▶ [Objective] Please reproduce the lines of the listing below word for word, beginning at the line that contains "Annotation task — mark the black weight" and stopping after the line that contains "<point>199,84</point>".

▶ [Given entries]

────────────────────

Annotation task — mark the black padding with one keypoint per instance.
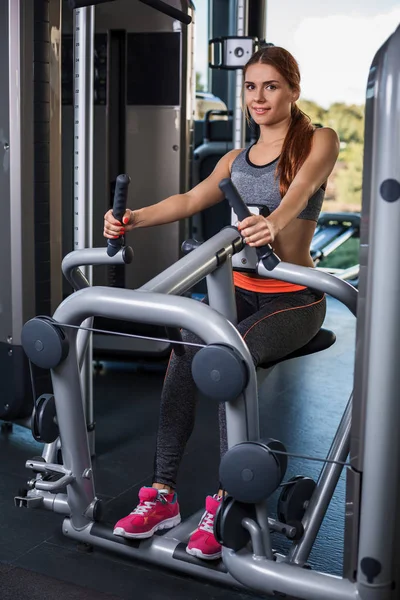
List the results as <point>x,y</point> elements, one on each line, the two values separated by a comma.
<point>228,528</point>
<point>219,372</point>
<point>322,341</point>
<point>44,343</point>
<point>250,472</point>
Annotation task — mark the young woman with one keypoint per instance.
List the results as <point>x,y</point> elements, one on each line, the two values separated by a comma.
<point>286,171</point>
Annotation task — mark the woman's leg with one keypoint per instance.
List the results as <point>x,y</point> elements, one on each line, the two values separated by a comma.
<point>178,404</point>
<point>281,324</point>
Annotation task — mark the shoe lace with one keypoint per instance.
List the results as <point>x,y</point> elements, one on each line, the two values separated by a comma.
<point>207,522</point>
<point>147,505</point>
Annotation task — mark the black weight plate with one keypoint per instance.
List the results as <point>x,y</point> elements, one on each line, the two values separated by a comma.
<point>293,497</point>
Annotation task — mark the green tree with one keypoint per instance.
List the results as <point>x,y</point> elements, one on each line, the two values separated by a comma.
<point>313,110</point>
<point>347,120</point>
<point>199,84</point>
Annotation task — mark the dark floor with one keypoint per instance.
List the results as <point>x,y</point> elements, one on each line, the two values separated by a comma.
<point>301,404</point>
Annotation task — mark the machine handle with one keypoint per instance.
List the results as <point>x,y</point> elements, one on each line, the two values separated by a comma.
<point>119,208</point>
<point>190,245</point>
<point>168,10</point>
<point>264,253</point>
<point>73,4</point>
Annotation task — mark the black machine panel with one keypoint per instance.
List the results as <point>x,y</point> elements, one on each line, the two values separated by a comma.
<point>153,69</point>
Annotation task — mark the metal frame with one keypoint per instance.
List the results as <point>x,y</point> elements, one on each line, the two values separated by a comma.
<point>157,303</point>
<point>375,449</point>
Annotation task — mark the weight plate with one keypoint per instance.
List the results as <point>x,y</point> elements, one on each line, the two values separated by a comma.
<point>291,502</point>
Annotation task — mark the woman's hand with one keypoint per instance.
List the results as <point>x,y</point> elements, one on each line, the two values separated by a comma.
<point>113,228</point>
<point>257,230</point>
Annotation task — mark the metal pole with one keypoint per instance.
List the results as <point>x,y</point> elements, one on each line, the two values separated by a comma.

────────────────────

▶ [Written answer]
Annotation task — mark the black weight plate with one keypoint per instance.
List the results as <point>x,y</point> elements, one on each line, the two values separated by a comma.
<point>293,497</point>
Annotation task — mark the green tree with one keypoint per instance.
List the results as <point>x,y</point> elements, one on each line, the two values separated by a comma.
<point>313,110</point>
<point>347,120</point>
<point>199,84</point>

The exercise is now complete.